Records for identifying positions

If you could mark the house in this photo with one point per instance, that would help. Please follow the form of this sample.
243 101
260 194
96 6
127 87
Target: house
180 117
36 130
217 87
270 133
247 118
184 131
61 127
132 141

THE EXERCISE
Print every line of the records above again, with no changes.

RESULT
If you could mark the house in this photo with one point per instance, that would help. Please follow the form of this sample.
243 101
260 194
96 6
127 87
Target: house
180 117
36 130
217 87
270 133
247 118
184 131
61 127
132 141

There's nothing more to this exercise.